» Set tasks
• A. Name every thread group that the forum reply about Openfire threads says exists.
• B. From the forum reply about Openfire threads, reproduce word for word the part that opens with the words containing "From the top" and closes with "processing and post-processing).".
• C. Go on with the forum reply about Openfire thread bottlenecks, picking up after its final sentence.

» Document

Hi Timothee,
One of the bigger bottlenecks that I’ve encountered at my previous job is the way how Openfire uses threads.
Openfire uses a couple of thread groups to do the major part of all of the work. By default, these groups are configured to be 17 threads in size.
From the top of my head, groups like these exist:
- S2S connections;
- Clients through NIO;
- Clients through old style sockets;
- External Components;
Most likely, your clients will either use NIO, or old style sockets. This leaves 17 threads for (almost) all of the work thats related to a client connection. If a client sends a request, one of these 17 threads will pick it up, and will keep the thread busy, until the request has been fully processed (this includes but is not limited to: parsing, authentication verification, privacy list checks, routing, pre-processing event listeners, processing and post-processing).
If anything locks up a thread for a while, you’re opening the possibility of running into issues just like the ones you’re describing: the more users you’ve got connected concurrently, the better the chance that you’ve got a significant part of your 17 threads locked up like that. If most or all of them are locked, you’ve got few or none threads left to do any actual processing. This will lead to very random problems, disconnections, timeouts and a lot of head-ache (I’ve been there). Running Openfire in its clustered setup could actually make this problem worse, as threads tend to wait for an answer from another clusternode.
There’s a couple of things that you can do:
First, make the thread usage visible. They’re implemented using an executor service, which isn’t hard to gather statistisics from (I think there’s even a plugin flying around that does this by printing statistics into a file). Make sure that you monitor usage of your thread groups over time (all the time, preferrably). As a quick and dirty solution, you can have java thread dumps created at the time you’re noticing problems. Look at threads named ‘client-#’, which is the most likely candidate for giving you problems.

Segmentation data
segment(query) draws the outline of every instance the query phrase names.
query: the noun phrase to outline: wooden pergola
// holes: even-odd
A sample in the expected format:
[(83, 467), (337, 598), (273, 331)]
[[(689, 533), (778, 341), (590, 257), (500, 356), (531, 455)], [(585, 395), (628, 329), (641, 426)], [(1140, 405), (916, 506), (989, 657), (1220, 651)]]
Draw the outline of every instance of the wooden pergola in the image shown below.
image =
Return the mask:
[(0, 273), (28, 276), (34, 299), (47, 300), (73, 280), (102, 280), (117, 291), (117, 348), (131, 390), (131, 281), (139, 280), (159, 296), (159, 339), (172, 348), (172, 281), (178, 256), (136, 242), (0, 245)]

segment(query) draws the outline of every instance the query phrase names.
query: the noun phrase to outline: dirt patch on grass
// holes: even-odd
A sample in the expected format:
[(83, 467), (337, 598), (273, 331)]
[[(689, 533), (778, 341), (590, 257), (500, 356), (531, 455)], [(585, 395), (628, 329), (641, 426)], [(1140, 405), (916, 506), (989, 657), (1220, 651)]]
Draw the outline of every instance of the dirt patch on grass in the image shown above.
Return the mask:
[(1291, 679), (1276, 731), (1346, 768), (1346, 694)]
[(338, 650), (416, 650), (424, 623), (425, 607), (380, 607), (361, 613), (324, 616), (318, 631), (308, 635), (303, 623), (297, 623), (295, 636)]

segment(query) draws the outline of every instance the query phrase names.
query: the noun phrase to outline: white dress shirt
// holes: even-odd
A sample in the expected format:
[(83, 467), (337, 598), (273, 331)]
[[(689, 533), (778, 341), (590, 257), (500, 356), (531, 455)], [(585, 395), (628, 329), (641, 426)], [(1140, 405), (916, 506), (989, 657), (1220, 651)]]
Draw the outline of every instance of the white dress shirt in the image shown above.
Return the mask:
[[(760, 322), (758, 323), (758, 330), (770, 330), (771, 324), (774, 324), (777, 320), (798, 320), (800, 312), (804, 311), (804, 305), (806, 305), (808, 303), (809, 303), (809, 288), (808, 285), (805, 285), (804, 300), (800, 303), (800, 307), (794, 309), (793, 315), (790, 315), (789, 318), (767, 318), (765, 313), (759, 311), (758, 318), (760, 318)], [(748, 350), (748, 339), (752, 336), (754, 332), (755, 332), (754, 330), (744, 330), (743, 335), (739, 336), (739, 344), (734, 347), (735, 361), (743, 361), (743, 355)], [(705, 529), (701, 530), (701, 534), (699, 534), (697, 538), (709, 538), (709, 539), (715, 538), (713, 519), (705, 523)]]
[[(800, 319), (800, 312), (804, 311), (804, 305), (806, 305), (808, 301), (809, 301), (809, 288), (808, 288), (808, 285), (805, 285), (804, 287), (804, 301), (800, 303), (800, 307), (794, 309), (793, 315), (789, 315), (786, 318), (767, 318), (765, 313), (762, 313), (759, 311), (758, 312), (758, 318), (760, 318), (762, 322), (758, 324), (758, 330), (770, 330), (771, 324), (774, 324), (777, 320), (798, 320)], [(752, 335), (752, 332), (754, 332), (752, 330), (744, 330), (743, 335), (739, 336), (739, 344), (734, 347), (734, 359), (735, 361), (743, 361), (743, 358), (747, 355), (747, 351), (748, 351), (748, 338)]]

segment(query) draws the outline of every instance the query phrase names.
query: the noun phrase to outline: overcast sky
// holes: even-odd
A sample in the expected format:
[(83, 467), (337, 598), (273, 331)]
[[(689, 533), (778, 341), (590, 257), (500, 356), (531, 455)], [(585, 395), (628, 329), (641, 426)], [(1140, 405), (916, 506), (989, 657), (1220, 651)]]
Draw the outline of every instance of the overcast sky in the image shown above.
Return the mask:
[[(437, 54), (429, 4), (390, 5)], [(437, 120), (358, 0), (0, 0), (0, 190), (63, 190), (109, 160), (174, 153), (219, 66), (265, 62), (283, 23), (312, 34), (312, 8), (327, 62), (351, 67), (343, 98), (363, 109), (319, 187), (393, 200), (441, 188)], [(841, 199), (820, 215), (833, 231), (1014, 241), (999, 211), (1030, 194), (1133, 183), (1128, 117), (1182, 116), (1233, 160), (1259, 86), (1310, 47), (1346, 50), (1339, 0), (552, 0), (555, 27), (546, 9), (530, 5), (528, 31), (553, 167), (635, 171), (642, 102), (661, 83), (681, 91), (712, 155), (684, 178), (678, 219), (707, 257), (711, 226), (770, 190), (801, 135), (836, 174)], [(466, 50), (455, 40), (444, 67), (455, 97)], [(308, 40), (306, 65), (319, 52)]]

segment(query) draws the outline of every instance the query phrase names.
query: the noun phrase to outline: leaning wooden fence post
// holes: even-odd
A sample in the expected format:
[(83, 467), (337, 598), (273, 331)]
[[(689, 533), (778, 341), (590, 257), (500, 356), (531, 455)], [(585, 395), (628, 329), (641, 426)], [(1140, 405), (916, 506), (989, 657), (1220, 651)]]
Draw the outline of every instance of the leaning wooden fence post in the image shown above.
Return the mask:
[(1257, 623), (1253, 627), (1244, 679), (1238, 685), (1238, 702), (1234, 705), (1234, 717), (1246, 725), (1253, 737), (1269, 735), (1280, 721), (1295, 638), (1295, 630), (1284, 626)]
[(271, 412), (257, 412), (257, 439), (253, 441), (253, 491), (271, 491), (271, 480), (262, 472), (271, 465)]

» Outputs for the tasks
• A.
- S2S connections
- Clients through NIO
- Clients through old style sockets
- External Components

• B.
From the top of my head, groups like these exist:
- S2S connections;
- Clients through NIO;
- Clients through old style sockets;
- External Components;
Most likely, your clients will either use NIO, or old style sockets. This leaves 17 threads for (almost) all of the work thats related to a client connection. If a client sends a request, one of these 17 threads will pick it up, and will keep the thread busy, until the request has been fully processed (this includes but is not limited to: parsing, authentication verification, privacy list checks, routing, pre-processing event listeners, processing and post-processing).

• C.
If you can successfully verify that it’s threading issues that you’re suffering from, you should be able to identify your current bottleneck by looking at these thread dumps. This should help you fixing your immediate problems. What I’ve experienced though, is that a new bottleneck will pop up right after you’ve fixed the previous one.
The first step towards a somewhat more long-term solution is externalizing all functionality that you can. I’ve found it easiest doing this by implementing most functionality as Components. (Components can usually be rewritten to external components). Most importantly is to release these ‘client threads’ (from the threadpools of 17) as soon as possible. I had rather good results by using a queuing mechanism, where each component would get a queue and its own executor service. The client threads simply hand of the workload, by placing the to-be-processed packet in the component queue.
Good luck and happy hunting!